## start Raw data

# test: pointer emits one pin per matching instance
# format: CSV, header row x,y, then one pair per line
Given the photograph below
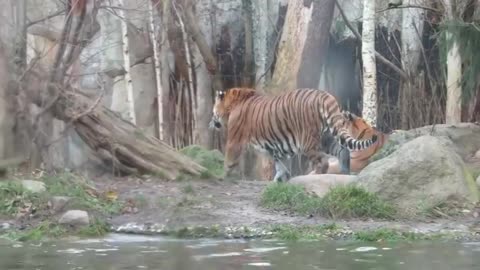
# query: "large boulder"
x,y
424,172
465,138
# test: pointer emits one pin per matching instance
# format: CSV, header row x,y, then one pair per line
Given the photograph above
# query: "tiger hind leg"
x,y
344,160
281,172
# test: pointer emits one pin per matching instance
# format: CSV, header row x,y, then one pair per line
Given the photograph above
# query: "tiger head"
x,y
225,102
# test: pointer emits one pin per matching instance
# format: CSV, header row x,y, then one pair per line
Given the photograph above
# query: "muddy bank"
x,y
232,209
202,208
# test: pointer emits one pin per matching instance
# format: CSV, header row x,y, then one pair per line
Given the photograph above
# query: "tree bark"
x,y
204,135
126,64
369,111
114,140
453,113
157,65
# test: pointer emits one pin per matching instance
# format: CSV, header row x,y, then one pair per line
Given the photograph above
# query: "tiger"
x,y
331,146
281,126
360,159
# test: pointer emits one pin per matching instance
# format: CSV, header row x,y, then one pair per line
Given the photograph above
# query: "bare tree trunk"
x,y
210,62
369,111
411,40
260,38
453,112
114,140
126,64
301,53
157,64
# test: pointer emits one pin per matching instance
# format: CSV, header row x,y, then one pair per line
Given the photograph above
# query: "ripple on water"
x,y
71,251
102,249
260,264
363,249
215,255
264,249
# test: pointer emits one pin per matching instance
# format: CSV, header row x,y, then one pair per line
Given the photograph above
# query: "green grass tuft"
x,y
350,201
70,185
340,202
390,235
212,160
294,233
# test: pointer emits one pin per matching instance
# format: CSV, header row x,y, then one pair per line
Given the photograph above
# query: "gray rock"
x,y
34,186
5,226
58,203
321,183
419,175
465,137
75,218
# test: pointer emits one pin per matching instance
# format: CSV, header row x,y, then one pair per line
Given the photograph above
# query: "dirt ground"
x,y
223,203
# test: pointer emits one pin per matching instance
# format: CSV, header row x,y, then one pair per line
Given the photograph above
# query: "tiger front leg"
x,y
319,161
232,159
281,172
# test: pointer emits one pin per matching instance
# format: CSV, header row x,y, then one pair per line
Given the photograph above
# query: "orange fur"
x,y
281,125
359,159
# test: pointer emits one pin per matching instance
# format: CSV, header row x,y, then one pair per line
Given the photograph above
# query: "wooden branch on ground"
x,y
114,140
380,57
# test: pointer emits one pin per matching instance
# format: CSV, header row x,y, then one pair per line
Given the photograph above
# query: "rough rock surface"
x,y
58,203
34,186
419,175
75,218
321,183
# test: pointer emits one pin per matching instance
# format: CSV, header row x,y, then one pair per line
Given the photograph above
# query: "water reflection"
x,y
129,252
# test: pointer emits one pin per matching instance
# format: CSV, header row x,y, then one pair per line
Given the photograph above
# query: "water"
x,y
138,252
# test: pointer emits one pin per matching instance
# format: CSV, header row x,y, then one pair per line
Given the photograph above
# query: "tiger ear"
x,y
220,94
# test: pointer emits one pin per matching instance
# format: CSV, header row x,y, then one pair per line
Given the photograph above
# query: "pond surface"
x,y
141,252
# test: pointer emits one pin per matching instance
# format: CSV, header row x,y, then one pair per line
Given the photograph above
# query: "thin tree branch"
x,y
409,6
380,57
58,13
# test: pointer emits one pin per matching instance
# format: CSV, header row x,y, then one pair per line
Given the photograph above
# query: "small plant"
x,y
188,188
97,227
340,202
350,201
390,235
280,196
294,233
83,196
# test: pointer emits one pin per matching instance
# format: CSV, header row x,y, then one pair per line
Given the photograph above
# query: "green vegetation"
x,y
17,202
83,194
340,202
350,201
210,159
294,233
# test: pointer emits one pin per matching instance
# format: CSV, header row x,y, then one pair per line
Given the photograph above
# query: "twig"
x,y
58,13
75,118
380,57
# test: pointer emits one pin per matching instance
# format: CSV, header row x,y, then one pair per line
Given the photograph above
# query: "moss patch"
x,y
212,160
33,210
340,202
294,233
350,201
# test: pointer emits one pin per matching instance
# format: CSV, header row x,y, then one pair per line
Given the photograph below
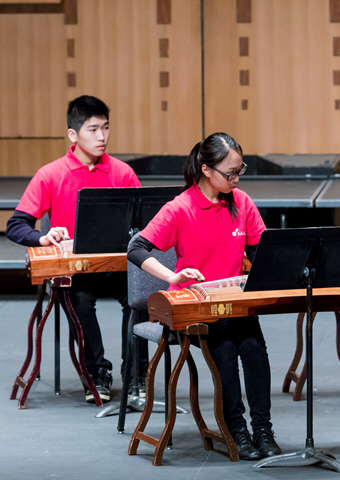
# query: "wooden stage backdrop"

## end Raw data

[Exercise description]: Retype each record exactly as it stands, but do not include the pictures.

[Final result]:
# test: pointer emits one pin per matching instance
# format: CSV, header row x,y, then one pair per line
Given the photograph below
# query: "large boulder"
x,y
424,172
465,138
# test: pointer emits one pin per matching instance
# format: CSV, header row x,y, then one pair per line
Given the photograph above
# query: "tiger hind leg"
x,y
344,160
281,172
# test: pointer emits one pin per matching instance
# format: CSV, header row x,y, then one pair per line
Given the photograph above
# query: "tiger head"
x,y
225,102
# test: pointer emits one pin per matching instance
# format: CSV, header row x,y, then one pair per line
Given the photograph above
# query: "muddy bank"
x,y
232,209
202,208
# test: pointer emits one pin per matching instance
# format: CSV, header row x,y, then one pair per line
Given the photograph above
# query: "tree bark"
x,y
204,135
126,64
369,111
114,140
453,113
157,65
# test: pointer emits one pin per matching instance
# format: CSV, header row x,y, then one pair per line
Given the photograph above
# query: "tiger"
x,y
331,146
281,126
360,159
# test: pointer emits one pin per matching instance
# format: CSV, header row x,y, then one pair per line
Given the photograph above
# query: "bare tree trunk"
x,y
210,62
369,111
411,40
260,38
453,112
114,140
126,64
301,53
157,64
# test: pointer emits one pin per matching instance
# format: CSV, header row x,y, then one pair per line
Given the photograph above
# query: "ripple on water"
x,y
71,251
102,249
260,264
363,249
215,255
264,249
# test: pointer emits one pin per matching instance
# format: CSV, header row x,y, then one pair per line
Given the photograph above
# query: "green grass tuft"
x,y
350,201
70,185
340,202
390,235
212,160
294,233
# test: pointer emits one pin per matching instance
# format: CSV, header row x,y, then one pair per line
Given the photograph above
# query: "gray rock"
x,y
34,186
5,226
58,203
321,183
419,175
465,137
75,218
# test: pointer emits one pin per matching instance
# format: CSV, header row x,y, then one pair per line
Given the photograph above
# query: "dirt ground"
x,y
223,203
# test: pointer emits one pin per matching instance
# format: CSV, header row x,y, then one pair per line
Given the photograph above
# query: "tiger front leg"
x,y
319,161
232,159
281,172
# test: pointer emits one pin per matching instance
# format: CSV, header row x,y, then one pair per line
Given the photograph above
# query: "orange fur"
x,y
281,125
359,159
# test: pointer emits one pin per matching instance
# format: CSV, header row x,y, then one pair per line
Given the photograph above
# query: "wooden branch on ground"
x,y
114,140
380,57
# test: pointer emits one pin per matching instance
# format: CSV, header row x,y, then one pair per line
Given the photograph above
# query: "rough rock surface"
x,y
58,203
34,186
419,175
75,218
321,183
# test: pointer emits one pin per matching instance
# format: CSV, header row x,y, then one pair per line
Given the photograph above
# query: "water reflection"
x,y
129,252
# test: pointer emits one pin per matching instance
# format: CSV, header row x,y, then one pair per line
Given the photograph above
# query: "water"
x,y
138,252
# test: pointer emits one pin per matching instance
# format: CSV, header row x,y, then one pair per line
Given the photograph above
# query: "tiger ear"
x,y
220,94
# test: pointer emits one pin per matching instance
# format: CSV, header row x,y, then one pair per line
Given the photograph above
# query: "pond surface"
x,y
141,252
# test: pointer emits one pin per matching instance
# format: CSV, header row x,y, then one pair per line
Given the photograph above
# query: "thin tree branch"
x,y
409,6
380,57
58,13
# test: pointer emits one pin per matching instance
# format: CSV, header row x,y, then one pair per line
Given the photograph above
# query: "small plant"
x,y
188,188
97,227
340,202
350,201
390,235
280,196
294,233
83,196
# test: pointer emits one pin per matching instance
# format: CSV, header row x,y, then one pair per line
Given the photograph above
# query: "green vegetation"
x,y
17,202
83,194
340,202
350,201
210,159
294,233
# test: pointer emits one pin per matching instance
# format: CSV, header row x,y, then one pair per line
Given the photograph above
# query: "twig"
x,y
58,13
75,118
380,57
# test: pointer emits one pin per matching instance
# format: CSV, header row x,y, then one pair per line
Given the photograph above
# query: "moss patch"
x,y
212,160
33,210
340,202
294,233
350,201
# test: pointer emits one pin per matching instance
# format: CSV, header row x,y, then one pair per line
Given the photograph below
# query: "wooden stage backdrop"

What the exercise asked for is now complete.